____ Data provided

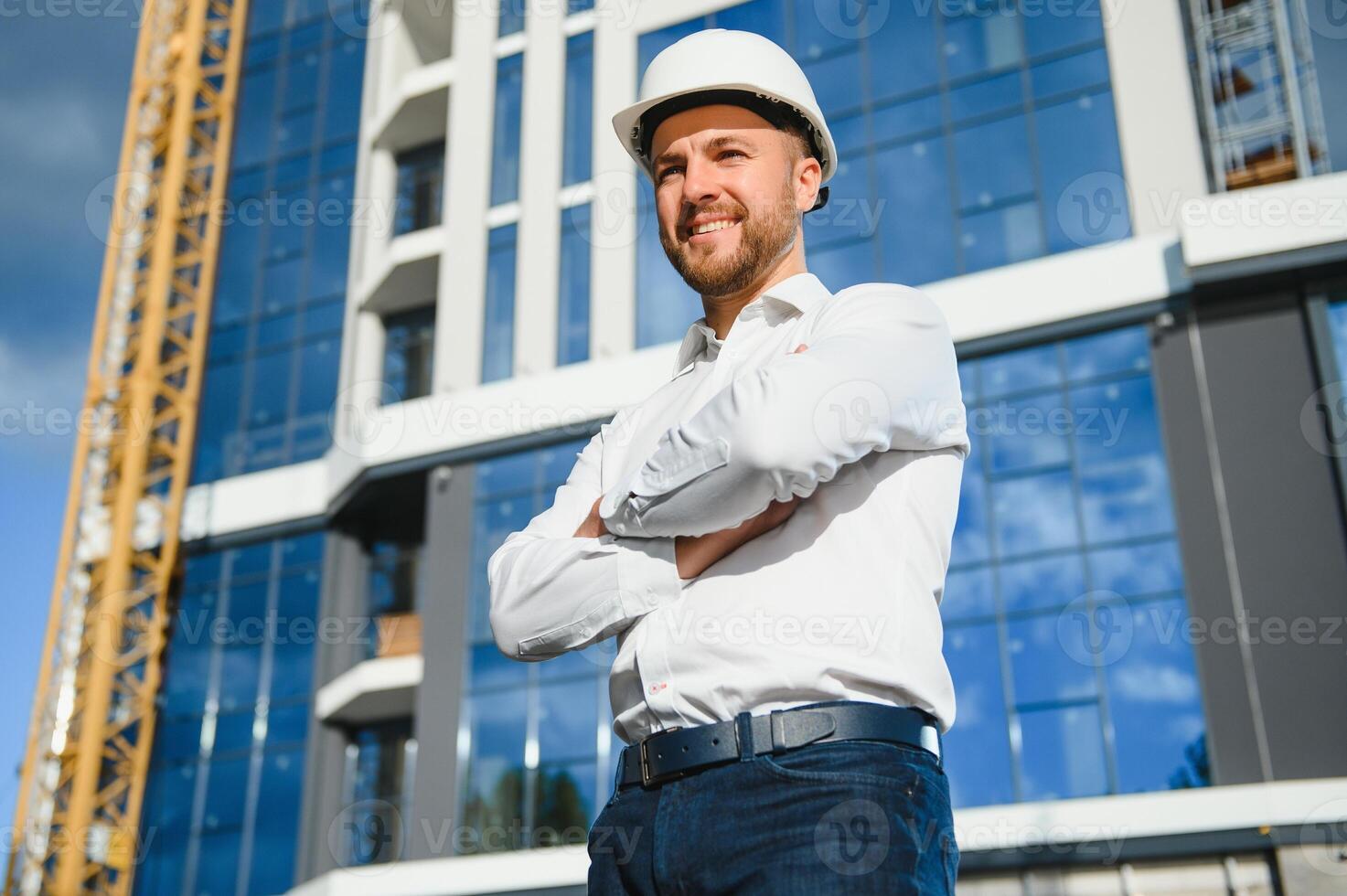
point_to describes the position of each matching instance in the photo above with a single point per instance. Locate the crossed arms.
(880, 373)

________
____ Data provided

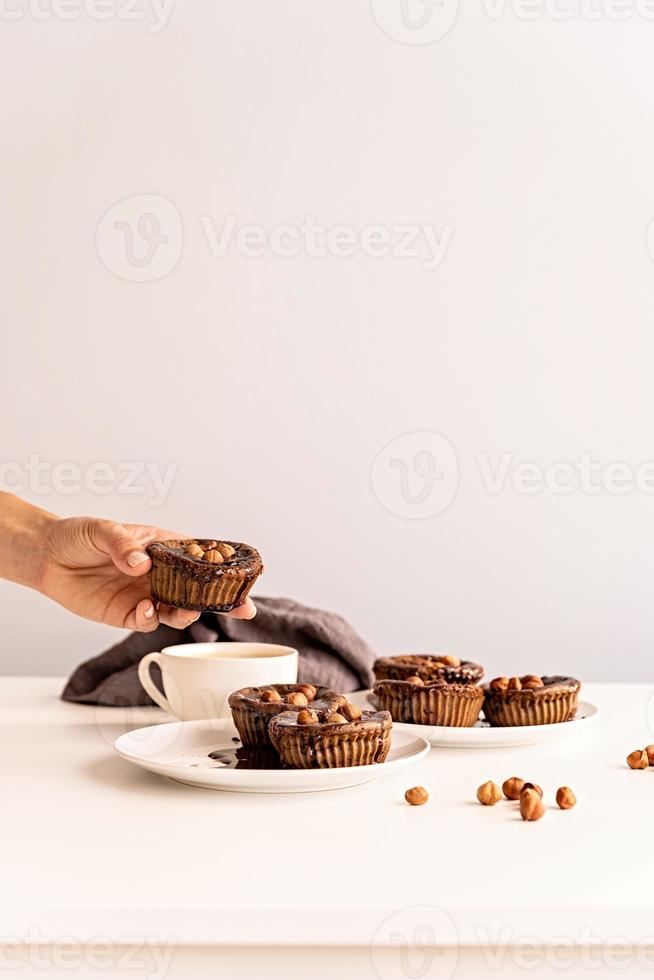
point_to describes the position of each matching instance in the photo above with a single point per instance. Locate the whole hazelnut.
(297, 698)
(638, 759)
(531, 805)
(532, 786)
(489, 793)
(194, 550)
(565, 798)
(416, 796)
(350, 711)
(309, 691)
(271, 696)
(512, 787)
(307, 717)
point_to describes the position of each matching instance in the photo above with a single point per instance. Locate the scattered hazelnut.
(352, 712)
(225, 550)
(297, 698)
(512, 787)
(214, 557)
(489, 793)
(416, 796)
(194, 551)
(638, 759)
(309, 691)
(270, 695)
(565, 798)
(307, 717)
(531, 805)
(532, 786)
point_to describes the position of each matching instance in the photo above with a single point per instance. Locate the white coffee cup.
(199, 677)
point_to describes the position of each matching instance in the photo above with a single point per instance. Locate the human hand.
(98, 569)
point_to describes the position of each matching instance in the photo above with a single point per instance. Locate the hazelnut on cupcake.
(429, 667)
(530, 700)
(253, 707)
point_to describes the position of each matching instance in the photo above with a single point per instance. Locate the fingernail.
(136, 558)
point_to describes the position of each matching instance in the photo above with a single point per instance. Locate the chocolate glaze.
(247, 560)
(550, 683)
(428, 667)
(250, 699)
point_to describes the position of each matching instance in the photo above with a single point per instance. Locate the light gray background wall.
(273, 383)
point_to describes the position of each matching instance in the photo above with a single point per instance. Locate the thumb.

________
____ Data provided

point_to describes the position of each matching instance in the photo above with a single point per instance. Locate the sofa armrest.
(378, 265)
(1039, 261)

________

**Exercise description:** Copy out everything from the line containing "the sofa armrest." down to the line containing "(1039, 261)", keeping each line unchanged.

**The solution:**
point_to describes the position of each matching instance in the photo above with a single point per instance. Locate the sofa armrest.
(378, 265)
(1039, 261)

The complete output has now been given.